Work to do –
[1] Answer these questions about the text on the Danton-class battleships:
(a) In what year were the ships commissioned?
(b) Which class succeeded the Danton class?
(c) How many of the sisters were sent to the Black Sea during the Russian Civil War?
[2] Extend the Danton-class battleship text, picking up after its final sentence.

Text block –
··········

The Danton-class battleship was a class of six pre-dreadnought battleships built for the French Navy (Marine Nationale) before World War I. The ships were assigned to the Mediterranean Fleet after commissioning in 1911. After the beginning of World War I in early August 1914, five of the sister ships participated in the Battle of Antivari. They spent most of the rest of the war blockading the Straits of Otranto and the Dardanelles to prevent warships of the Central Powers from breaking out into the Mediterranean. One ship was sunk by a German submarine in 1917.
Postcard of Vergniaud
|Preceded by:||Liberté class|
|Succeeded by:||Courbet class|
|General characteristics (as completed)|
|Length:||146.6 m (481 ft 0 in) (o/a)|
|Beam:||25.8 m (84 ft 8 in)|
|Draft:||8.44 m (27 ft 8 in)|
|Speed:||19 knots (35 km/h; 22 mph)|
|Range:||3,120–4,866 nmi (5,778–9,012 km; 3,590–5,600 mi) at 12 knots (22 km/h; 14 mph)|
|Complement:||915 (as flagship)|
The remaining five ships were obsolescent by the end of the war and most were assigned to secondary roles. Two of the sisters were sent to the Black Sea to support the Whites during the Russian Civil War. One ship ran aground and the crew of the other mutinied after one of its members was killed during a protest against intervention in support of the Whites. Both ships were quickly condemned and later sold for scrap. The remaining three sisters received partial modernizations in the mid-1920s and became training ships until they were condemned in the mid-1930s and later scrapped. The only survivor still afloat at the beginning of World War II in August 1939 had been hulked in 1931 and was serving as part of the navy's torpedo school. She was captured by the Germans when they occupied Vichy France in 1942 and scuttled by them after the Allied invasion of southern France in 1944.

··········

Entries provided –
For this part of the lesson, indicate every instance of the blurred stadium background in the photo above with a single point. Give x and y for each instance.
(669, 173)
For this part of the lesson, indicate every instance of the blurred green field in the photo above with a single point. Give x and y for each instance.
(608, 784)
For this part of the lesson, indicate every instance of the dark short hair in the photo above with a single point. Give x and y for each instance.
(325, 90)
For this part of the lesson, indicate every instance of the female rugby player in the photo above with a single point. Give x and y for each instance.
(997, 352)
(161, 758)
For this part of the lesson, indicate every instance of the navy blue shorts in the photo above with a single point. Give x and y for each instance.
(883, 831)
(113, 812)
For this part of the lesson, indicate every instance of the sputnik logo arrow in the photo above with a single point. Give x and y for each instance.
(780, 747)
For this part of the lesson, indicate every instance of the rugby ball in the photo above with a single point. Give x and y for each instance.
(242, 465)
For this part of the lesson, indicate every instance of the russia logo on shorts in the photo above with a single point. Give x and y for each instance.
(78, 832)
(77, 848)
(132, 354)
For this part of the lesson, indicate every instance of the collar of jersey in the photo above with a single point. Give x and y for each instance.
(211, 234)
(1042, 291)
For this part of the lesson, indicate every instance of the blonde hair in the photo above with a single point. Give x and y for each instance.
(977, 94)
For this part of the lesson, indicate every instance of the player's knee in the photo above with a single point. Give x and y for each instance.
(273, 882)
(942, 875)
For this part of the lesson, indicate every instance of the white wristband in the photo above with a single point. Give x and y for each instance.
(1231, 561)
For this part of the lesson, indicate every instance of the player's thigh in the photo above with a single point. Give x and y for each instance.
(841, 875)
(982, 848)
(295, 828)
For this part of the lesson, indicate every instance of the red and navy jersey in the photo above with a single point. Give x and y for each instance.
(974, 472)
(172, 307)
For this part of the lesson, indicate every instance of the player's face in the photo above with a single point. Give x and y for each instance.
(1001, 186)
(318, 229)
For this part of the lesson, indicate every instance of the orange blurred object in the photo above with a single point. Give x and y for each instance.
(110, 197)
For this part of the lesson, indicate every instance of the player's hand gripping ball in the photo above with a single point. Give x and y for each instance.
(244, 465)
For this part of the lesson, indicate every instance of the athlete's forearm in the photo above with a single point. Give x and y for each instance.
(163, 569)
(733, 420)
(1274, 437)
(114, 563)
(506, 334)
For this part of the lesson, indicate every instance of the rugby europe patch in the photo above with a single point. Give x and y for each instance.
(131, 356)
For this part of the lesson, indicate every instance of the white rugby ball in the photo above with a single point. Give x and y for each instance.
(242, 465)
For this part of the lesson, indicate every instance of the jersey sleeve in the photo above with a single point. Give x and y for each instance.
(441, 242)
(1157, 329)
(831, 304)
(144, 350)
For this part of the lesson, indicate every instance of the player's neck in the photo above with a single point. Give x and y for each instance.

··········

Results of the tasks –
[1]
(a) 1911
(b) The Courbet class
(c) Two

[2]
Background and descriptionEdit
The Danton-class ships were ordered as the second tranche of a French naval expansion plan that began in response to the growth of the Imperial German Navy after 1900. Discussions began in 1905 for an enlarged version of the preceding Liberté-class design. French analyses of the Russian defeat by the Japanese at the Battle of Tsushima in May 1905 credited the latter's victory to the large number of medium-caliber hits that heavily damaged the superstructures of the Russian ships and started many fires that the crews had difficulty extinguishing. The superior speed and handling of the Japanese ships was also credited with a role in their victory.
The French decided that the increasing range of naval combat dictated the use of the 240-millimeter (9.4 in) gun in lieu of the 194-millimeter (7.6 in) gun used on the Liberté class as the larger gun had a greater ability to penetrate armor at longer ranges while still having a good rate of fire. The navy also wanted a faster ship, but this could only be done by reducing armor thicknesses without exceeding the 18,000 metric tons (18,000 long tons) limit imposed by the Minister of the Navy, Gaston Thomson, for budgetary reasons. A preliminary design with the usual triple-expansion steam engines was accepted in March 1906, but various modifications were requested. One proposal was made to replace the 240-millimeter guns turrets with single 305-millimeter (12 in) turrets to create an "all-big-gun" ship, like the British battleship HMS Dreadnought, but this was rejected as it would have raised the displacement above the 18,000-metric ton limit and the slower-firing 305-millimeter guns would have reduced the volume and weight of fire to an unacceptable degree.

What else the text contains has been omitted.